§ EXTRAHIERTER TEXT:
##########

Wie kann man die restlichen Werte berücksichtigen?


----------



## SlaterB (25. Feb 2007)

nochmal nextInt aufrufen?
oder altbewährt nextString, dann hast du alle als String und musst StringBuffer oder noch einen Scanner auf diesen String benutzen,


----------



## kulturfenster (25. Feb 2007)

nochmals nextInt() aufrufen geht nicht, weil ich alle Werte zusammen direkt in einen Array speichern möchte. Buffer geht auch nicht, weil der User unterschiedlich grosse Zahlen (1, 10, 100, ...) eingeben kann, . Wie meinst du noch einen Scanner auf diesen String benutzen?
bitte korrigieren, falls ich ganz falsch liegen sollte.


----------



## SlaterB (25. Feb 2007)

> nochmals nextInt() aufrufen geht nicht, weil ich alle Werte zusammen direkt in einen Array speichern möchte. 

es gibt keinen Befehl der dir direkt ein Array erstellt, 
und wenn es ihn gebe, dann wäre er eben intern eine Folge von mehreren Befehlen,
daher verstehe ich das Problem des mehrmaligen Operationsaufrufs nicht 

> Buffer geht auch nicht, weil der User unterschiedlich grosse Zahlen (1, 10, 100, ...) eingeben kann,

was hat die Länge der Zahl mit dem Buffer zu tun und von welchem Buffer ist die Rede?

##########

§ GESPEICHERTE DATEN:

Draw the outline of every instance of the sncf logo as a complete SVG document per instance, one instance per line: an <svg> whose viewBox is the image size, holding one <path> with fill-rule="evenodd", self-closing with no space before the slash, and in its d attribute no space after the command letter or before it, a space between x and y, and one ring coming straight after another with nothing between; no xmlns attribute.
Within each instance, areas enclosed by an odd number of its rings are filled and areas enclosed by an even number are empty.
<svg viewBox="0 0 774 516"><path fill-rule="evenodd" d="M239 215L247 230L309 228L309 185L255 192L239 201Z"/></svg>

##########

§ GESTELLTE AUFGABE 1:
Beantworte folgende Fragen zum Forumsthread über den Scanner:
(a) Welche Methode soll laut dem ersten Beitrag von SlaterB nochmals aufgerufen werden?
(b) Warum lehnt kulturfenster den erneuten Aufruf von nextInt() ab?
(c) Was schreibt SlaterB über einen Befehl, der direkt ein Array erstellt?
§ GESTELLTE AUFGABE 2: Übersetze diesen Satz aus dem Forumsthread über den Scanner ins Englische: „was hat die Länge der Zahl mit dem Buffer zu tun und von welchem Buffer ist die Rede?“
§ GESTELLTE AUFGABE 3: Führe den Forumsthread über den Scanner nach seinem letzten Satz fort.
Die Zeilen spielen hierfür keine Rolle.

§ ANTWORT 1:
(a) nextInt
(b) Weil kulturfenster alle Werte zusammen direkt in ein Array speichern möchte.
(c) Es gibt keinen solchen Befehl, und wenn es ihn gäbe, wäre er intern eine Folge von mehreren Befehlen.

§ ANTWORT 2: What does the length of the number have to do with the buffer, and which buffer are we talking about?

§ ANTWORT 3:
(ich schrieb StringBuffer, meinte natürlich StringTokenizer  )

> Wie meinst du noch einen Scanner auf diesen String benutzen?

mit einem Scanner kann man nicht nur einen InputStream zerlegen, sondern auch einen normalen String aufteilen

------

ich kenne Scanner nicht so genau, hoffe aber mal, dass man ihn auch zum Einlesen von 1 2 333 400 
verwenden kann (warum nicht?),
also an dich die Aufforderung: ausprobieren, was liefert der zweite nextInt()-Aufruf?

oder alternativ als String einlesen und zerlegen, 
ob manuell, mit StringTokenizer, String.split, Scanner oder wie auch immer


----------



## Egyptmaster (26. Feb 2007)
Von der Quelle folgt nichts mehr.